= Beginning of Section =
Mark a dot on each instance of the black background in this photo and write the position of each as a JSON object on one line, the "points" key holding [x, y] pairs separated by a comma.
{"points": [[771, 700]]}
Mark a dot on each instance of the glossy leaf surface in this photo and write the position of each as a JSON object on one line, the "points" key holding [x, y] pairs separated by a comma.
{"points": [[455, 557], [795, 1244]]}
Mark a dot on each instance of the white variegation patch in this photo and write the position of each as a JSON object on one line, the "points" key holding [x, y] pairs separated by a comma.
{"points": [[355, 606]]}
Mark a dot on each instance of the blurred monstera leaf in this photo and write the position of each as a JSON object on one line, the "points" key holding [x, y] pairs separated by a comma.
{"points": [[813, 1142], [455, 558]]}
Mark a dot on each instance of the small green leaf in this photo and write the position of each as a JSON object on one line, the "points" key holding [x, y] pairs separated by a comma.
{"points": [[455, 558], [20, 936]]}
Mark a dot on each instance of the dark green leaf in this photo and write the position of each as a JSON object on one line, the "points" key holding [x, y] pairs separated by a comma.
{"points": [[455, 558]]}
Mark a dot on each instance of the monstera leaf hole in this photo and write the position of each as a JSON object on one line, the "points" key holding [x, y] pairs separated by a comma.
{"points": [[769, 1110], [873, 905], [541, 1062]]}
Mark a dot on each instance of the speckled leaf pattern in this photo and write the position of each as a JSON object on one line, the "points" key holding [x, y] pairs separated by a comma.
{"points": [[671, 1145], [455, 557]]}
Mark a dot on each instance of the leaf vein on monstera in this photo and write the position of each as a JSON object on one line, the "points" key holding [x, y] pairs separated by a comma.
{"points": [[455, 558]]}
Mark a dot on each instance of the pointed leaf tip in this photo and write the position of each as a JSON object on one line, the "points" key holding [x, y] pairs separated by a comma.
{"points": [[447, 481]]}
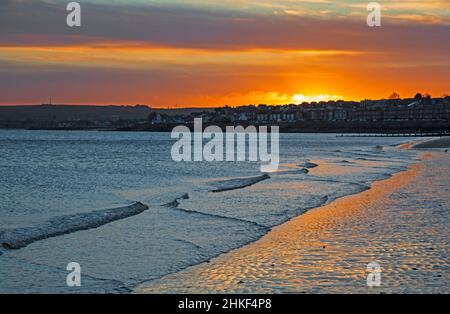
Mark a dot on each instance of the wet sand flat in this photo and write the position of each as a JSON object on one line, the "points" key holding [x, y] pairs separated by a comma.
{"points": [[401, 224]]}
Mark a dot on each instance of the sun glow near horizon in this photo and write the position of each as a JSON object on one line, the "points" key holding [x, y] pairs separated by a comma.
{"points": [[183, 53]]}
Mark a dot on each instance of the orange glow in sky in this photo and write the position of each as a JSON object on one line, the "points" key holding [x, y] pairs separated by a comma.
{"points": [[182, 54]]}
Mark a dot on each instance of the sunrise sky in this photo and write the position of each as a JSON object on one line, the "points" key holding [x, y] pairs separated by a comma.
{"points": [[221, 52]]}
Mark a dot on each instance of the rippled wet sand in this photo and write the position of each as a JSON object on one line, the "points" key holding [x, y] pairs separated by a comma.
{"points": [[401, 223]]}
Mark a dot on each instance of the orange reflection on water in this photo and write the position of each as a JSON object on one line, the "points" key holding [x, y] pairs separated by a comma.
{"points": [[325, 248]]}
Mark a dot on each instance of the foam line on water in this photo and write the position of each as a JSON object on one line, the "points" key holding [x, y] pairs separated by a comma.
{"points": [[21, 237], [238, 183]]}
= End of Section =
_WHAT NEEDS TO BE DONE:_ Everything in the entries above should be printed again exactly, apart from the pictures.

_ANSWER SPACE:_
Mark a dot on each instance of the black background in this photo and write the position of each as a JSON object on one line, the "points" key holding [x, y] pairs separated by a comma.
{"points": [[771, 700]]}
Mark a dot on each instance of the glossy leaf surface in this photo and write the position of each as a JSON object on one line, the "points" key holding [x, y] pairs separated by a comma.
{"points": [[455, 557], [795, 1244]]}
Mark a dot on each instance of the white variegation patch in this photo and write the position of each as a JSON object on one line, the "points" key holding [x, y] pairs separated by a comma.
{"points": [[355, 606]]}
Mark a dot on each instance of the blurred monstera leaf in this photo and write the position of each as a JSON object on one line, the "points" key holding [x, y] pairs separated by a comma.
{"points": [[813, 1142], [455, 558]]}
Mark a dot on each instance of the small green leaf in this photo and write the position of each as a JSON object on one line, the "points" key holding [x, y] pairs separated by a comma.
{"points": [[455, 558], [20, 936]]}
Mark a dot on each instance of the dark green leaf in this photo and write the position of each as a JSON object on one line, the "points" key holding [x, y] pairs separated by a comma.
{"points": [[455, 558]]}
Mark a dot on each instance of the monstera leaf hole in this photo and write the position of each as a JSON object on one line, the "points" key holding [x, y] pairs separated by a comma.
{"points": [[769, 1110], [873, 905], [541, 1062]]}
Mark a dot on each instance of the speckled leaf pattern in this photo and write the position of each as a JSON object on one line, the "points" key holding [x, y] pairs separated by a comma.
{"points": [[671, 1145], [455, 557]]}
Mark a dot on each instance of the leaf vein on monstera in this photo and write the position of each as a JSON object on one line, the "points" key holding [x, y] pairs separated by a comma.
{"points": [[455, 558]]}
Mark a dot on each instance of the pointed leaf tip in this photo and write the position of each as a JSON object on one line, the "points" key holding [x, y] pairs separated by a comma.
{"points": [[447, 481]]}
Mark a dot on each instance of the wet sand flat in this photo and write the position of each as a JSON object on one line, the "points" key holding [x, y] pairs separated by a comma.
{"points": [[401, 224]]}
Mark a dot on each instance of the sun glow near horizon in this photo and write the position of each as a JSON object on one line, the "points" key holding [x, y] pairs separated by a comma.
{"points": [[183, 53]]}
Mark a dot on each instance of the orange glow in sky in this photo and write the position of each as a JSON object on one line, the "points" key holding [x, y] pairs separated by a comma.
{"points": [[182, 54]]}
Mark a dot on each instance of the sunrise sky in this photo and write the position of each as a JSON object on one line, the "points" key holding [x, y] pairs separated by a comma.
{"points": [[221, 52]]}
Mark a dot on each instance of the rippled wet sand in this photo and write the position of each as a JSON object on one line, the "points" key holding [x, y] pairs separated by a comma.
{"points": [[401, 223]]}
Mark a dot on each instance of the orange reflection on water in this photo and write the position of each as a JSON object on one line, the "points" key holding [x, y] pairs separated by a comma.
{"points": [[325, 248]]}
Mark a dot on each instance of the foam line on water in this photo and write the position of each as a JSON object on one line, the "points" key holding [x, y] pairs separated by a comma.
{"points": [[21, 237], [238, 183]]}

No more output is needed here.